**What to produce:**
Reproduce the records starting with the line that contains "Guideline: mark the garden" and going on through the line that contains "[[145, 99]]", requests included. Shift every coordinate in the answers by adding -79, and leave the requests and their format samples as they are.

— start of Supplied data —

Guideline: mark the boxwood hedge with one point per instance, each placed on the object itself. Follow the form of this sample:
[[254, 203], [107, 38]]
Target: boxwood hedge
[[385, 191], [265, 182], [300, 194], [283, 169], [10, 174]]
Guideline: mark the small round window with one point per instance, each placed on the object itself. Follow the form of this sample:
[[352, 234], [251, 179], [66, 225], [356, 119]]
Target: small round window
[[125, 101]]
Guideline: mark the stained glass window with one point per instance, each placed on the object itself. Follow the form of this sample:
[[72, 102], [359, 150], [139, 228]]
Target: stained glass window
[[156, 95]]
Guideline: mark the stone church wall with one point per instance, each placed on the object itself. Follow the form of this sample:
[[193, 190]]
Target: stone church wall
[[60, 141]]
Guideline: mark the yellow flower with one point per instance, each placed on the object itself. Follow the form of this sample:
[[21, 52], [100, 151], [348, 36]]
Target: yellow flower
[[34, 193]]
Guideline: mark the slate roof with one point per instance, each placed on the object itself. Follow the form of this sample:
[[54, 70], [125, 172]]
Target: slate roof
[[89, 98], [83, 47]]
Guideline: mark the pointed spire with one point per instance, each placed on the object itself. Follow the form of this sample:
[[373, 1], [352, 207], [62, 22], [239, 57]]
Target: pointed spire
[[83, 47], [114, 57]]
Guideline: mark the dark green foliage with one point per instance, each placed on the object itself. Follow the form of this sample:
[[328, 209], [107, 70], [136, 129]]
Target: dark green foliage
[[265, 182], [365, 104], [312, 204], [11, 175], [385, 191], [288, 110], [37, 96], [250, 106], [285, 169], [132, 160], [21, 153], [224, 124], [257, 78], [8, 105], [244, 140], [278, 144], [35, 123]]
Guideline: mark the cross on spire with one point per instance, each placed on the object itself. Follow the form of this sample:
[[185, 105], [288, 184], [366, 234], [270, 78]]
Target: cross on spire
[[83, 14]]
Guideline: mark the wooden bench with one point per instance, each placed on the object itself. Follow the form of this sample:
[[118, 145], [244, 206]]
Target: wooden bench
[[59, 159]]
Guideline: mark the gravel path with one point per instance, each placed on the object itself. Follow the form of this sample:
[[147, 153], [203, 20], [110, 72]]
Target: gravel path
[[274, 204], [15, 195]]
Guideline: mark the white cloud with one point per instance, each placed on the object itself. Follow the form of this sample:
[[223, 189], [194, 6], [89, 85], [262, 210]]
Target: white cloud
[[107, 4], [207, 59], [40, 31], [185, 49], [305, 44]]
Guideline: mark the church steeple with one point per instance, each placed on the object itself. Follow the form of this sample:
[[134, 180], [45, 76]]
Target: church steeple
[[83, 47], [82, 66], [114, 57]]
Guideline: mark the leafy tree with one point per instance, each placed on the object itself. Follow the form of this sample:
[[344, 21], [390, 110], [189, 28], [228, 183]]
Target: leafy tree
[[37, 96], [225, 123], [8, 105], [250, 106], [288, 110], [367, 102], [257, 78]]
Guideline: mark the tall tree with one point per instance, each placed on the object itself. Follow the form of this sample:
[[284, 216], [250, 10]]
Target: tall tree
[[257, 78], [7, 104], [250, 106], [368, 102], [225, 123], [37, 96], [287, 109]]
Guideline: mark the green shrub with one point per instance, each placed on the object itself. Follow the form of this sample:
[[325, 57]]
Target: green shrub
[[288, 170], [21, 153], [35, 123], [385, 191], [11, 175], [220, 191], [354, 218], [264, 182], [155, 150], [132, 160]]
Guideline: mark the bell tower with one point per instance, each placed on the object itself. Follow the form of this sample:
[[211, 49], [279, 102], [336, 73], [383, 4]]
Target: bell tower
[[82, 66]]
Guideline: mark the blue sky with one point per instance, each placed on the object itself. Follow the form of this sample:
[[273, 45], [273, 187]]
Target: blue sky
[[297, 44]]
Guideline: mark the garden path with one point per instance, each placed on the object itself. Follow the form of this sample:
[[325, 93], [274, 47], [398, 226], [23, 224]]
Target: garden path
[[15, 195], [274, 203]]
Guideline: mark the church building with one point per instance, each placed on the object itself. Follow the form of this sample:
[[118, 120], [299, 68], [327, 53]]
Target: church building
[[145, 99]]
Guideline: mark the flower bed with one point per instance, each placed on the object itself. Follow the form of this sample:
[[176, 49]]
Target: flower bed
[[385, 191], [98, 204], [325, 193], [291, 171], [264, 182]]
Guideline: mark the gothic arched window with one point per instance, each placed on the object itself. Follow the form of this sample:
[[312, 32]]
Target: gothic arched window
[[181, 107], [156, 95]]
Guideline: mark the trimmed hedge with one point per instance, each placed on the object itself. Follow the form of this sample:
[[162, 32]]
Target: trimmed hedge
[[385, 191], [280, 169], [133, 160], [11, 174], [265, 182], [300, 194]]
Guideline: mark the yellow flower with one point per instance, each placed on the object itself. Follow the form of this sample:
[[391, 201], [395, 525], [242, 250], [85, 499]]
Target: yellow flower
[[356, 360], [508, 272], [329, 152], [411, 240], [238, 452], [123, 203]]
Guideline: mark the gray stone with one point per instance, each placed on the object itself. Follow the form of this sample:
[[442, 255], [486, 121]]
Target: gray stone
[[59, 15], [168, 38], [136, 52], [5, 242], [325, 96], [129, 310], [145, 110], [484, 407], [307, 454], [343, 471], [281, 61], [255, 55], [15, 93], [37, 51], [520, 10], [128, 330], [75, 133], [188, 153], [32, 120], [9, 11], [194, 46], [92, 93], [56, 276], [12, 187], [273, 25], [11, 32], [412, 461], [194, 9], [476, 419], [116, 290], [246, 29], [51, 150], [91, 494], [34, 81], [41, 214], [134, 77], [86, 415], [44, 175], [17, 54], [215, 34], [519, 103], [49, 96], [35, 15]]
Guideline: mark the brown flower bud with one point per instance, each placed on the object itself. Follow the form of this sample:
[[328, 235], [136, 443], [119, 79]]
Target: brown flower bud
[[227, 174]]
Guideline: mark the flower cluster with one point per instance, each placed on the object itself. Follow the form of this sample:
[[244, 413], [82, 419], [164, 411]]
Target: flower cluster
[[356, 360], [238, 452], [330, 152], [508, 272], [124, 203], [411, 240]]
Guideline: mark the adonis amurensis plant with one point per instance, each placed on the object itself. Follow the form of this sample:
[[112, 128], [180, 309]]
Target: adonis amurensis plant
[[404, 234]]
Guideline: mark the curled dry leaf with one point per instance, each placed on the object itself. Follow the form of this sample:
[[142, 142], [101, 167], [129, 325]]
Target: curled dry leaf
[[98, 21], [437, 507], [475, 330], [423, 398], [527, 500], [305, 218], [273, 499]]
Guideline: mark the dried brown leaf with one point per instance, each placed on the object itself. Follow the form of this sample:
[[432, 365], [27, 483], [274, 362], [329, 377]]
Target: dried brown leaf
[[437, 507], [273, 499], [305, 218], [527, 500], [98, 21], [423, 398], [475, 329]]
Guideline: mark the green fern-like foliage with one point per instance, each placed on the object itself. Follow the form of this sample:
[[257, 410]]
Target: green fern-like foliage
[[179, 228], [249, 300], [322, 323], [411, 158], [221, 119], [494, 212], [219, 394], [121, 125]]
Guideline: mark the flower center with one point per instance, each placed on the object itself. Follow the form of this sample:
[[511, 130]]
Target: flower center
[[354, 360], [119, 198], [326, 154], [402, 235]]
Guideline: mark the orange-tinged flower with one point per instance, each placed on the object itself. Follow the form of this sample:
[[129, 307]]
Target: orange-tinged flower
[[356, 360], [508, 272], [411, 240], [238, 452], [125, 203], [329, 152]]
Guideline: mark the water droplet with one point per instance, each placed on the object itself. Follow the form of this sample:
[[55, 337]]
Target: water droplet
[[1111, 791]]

— end of Supplied data —

**Answer:**
Guideline: mark the garden path with one point per instance, each placed on the object itself. Follow the form of this sample:
[[325, 93], [274, 47], [398, 226], [23, 224]]
Target: garden path
[[-64, 116], [195, 124]]
Guideline: mark the church building with one point per instance, each placed on the object itself. Follow the form of this sample:
[[118, 120], [299, 68], [327, 53]]
Target: church building
[[66, 20]]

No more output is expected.